▶ _Texte extrait_:
····················

La collision, désormais inévitable, aura lieu peu de temps après, à environ quatre kilomètres au nord d'Allassac, dans le tunnel long de 157 mètres — situé dans la commune de Voutezac — suivant immédiatement un pont sur la Vézère, à proximité de Pouch, hameau de la commune d'Estivaux. Alors que la locomotive et les trois premières voitures du train de voyageurs montant viennent d'y pénétrer, elles sont percutées par les 38 wagons fous du train de marchandises. Compte tenu de la vitesse des deux convois, le choc a sans doute eu lieu à environ 90 km/h. L'avant de la machine est soulevé et coincé contre la voûte par les wagons tamponneurs, et son tender ainsi que la plupart des voitures qu'elle tirait viennent s'écraser sur elle. Du train de voyageurs, seuls le fourgon de queue et les deux dernières voitures, restés en dehors du tunnel, seront relativement épargnés[5],[6].
Le site étant inaccessible par la route, les premiers secours, venus à pied des gares d'Allassac et d'Estivaux, seront longs à y parvenir, et, dépourvus de matériel lourd, s'avéreront désarmés face à l'ampleur de la catastrophe. En effet, du foyer éventré de la locomotive s'échappent des flammes, qui, avivées par l'alcool répandu par plusieurs wagons-foudres fracassés, propagent l'incendie à l'ensemble des débris, et contraignent très vite à l'évacuation du tunnel, transformé en fournaise. Ainsi, parvenus jusqu'à la machine, les sauveteurs devront reculer devant la progression rapide du feu et assisteront impuissants à l'affreuse agonie de l'un des deux membres de l'équipe de conduite[7], brûlé vif sous le tender le retenant prisonnier. Le train de secours, arrivé de Brive quelques heures plus tard, ne parviendra pas plus à éteindre l'incendie, qui durera deux jours, alimenté à la fois par les véhicules construits pour l'essentiel en bois, et par leur chargement.

····················

▶ _Lignes affichées_:
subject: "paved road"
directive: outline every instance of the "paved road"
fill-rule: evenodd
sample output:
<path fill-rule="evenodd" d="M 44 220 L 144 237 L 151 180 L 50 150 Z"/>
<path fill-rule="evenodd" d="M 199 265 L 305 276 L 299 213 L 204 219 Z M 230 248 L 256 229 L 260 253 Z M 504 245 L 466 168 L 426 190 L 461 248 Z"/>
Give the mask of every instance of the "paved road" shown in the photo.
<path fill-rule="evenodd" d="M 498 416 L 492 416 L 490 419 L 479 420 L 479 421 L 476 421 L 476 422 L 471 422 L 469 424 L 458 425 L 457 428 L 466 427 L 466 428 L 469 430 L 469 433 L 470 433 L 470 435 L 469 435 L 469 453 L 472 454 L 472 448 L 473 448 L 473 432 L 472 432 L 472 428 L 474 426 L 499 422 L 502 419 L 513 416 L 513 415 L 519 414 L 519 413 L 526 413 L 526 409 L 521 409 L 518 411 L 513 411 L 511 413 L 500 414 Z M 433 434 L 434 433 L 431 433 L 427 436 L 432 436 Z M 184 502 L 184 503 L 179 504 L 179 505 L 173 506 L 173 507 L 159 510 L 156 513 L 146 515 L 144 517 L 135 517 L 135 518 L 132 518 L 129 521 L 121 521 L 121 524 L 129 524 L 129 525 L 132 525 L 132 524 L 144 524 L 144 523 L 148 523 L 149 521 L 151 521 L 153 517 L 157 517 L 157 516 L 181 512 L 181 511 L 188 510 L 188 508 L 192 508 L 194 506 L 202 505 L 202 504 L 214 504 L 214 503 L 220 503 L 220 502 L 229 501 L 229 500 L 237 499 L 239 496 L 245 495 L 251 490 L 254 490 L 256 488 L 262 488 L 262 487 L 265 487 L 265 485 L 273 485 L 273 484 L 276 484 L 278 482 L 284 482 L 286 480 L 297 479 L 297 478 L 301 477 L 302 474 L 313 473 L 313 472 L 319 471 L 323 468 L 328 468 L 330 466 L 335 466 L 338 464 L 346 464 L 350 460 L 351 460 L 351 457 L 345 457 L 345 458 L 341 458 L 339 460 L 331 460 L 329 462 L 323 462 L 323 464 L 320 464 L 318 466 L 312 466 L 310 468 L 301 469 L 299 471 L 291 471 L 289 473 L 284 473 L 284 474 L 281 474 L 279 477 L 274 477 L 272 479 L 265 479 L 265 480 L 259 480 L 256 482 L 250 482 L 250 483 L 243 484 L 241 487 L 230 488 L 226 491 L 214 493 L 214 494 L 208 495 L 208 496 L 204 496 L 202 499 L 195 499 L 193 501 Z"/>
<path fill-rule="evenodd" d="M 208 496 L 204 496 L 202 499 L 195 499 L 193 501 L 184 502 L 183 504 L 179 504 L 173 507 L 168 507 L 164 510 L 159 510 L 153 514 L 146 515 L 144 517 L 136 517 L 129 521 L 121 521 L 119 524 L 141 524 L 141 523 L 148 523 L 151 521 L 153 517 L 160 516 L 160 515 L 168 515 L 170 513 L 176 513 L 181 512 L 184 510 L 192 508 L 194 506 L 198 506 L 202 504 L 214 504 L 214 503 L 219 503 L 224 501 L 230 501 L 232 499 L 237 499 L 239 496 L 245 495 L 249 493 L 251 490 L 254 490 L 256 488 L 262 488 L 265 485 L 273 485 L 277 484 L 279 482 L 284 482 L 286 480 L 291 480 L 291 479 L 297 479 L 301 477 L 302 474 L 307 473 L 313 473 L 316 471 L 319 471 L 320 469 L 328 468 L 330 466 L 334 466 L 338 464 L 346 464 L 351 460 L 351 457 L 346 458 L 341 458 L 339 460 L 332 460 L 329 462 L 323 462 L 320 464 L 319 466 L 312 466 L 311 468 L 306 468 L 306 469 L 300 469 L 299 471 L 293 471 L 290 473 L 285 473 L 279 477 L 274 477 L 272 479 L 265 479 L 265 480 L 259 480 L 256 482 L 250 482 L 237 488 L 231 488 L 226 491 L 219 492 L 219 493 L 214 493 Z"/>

····················

▶ _Exercices proposés_:
1. Relevez tous les noms propres de lieux cités dans le texte sur la catastrophe ferroviaire, en ne donnant chacun qu'une fois.
2. Poursuivez le texte sur la catastrophe ferroviaire à partir de sa dernière phrase.

▶ _Corrigé des exercices_:
1. Allassac, Voutezac, la Vézère, Pouch, Estivaux, Brive

2.
La ligne restera interrompue environ deux semaines, notamment parce qu'après dégagement des épaves[8], il a été nécessaire de refaire en partie la voûte du tunnel, dont des moellons s'étaient détachés sous l'effet de la chaleur. Jusqu'à son rétablissement, le trafic a été détourné à l'ouest par Périgueux, ou sur un trajet sensiblement parallèle, par Objat, Saint-Yrieix-la-Perche et Nexon.
Le 15 octobre 1909, huit personnes s'étant distinguées par leur courage et leur dévouement lors du sauvetage recevront des médailles[9].
Lorsqu'il sera possible d'accéder à l'intérieur du tunnel pour procéder au déblaiement, l'état des restes humains carbonisés retrouvés parmi les débris rendra difficile le dénombrement et l'identification des victimes pour établir le bilan de la catastrophe. Ainsi, si le nombre des blessés peut être fixé avec certitude à vingt-huit, celui des morts a suscité le doute. D'abord estimé à quatorze[10], on a craint qu'il n'atteigne vingt-six lorsqu'on a constaté que douze des quinze terrassiers d'une brigade d'ouvriers de la voie devant être présents sur les lieux[11] avaient disparu. Après qu'ils eurent été finalement retrouvés[12], le nombre de quinze morts est apparu comme le plus plausible[13], et a été officiellement confirmé par les autorités lors des débats à la Chambre quelques mois plus tard.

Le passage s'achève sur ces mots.